If a line in the entries below contains "instance", copy it.

Data extracted from a collection:
┌──
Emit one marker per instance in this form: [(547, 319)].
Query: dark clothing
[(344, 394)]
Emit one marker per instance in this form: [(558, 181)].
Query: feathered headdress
└──
*Response:*
Emit one marker per instance in this form: [(547, 319)].
Emit one marker per instance in this form: [(558, 181)].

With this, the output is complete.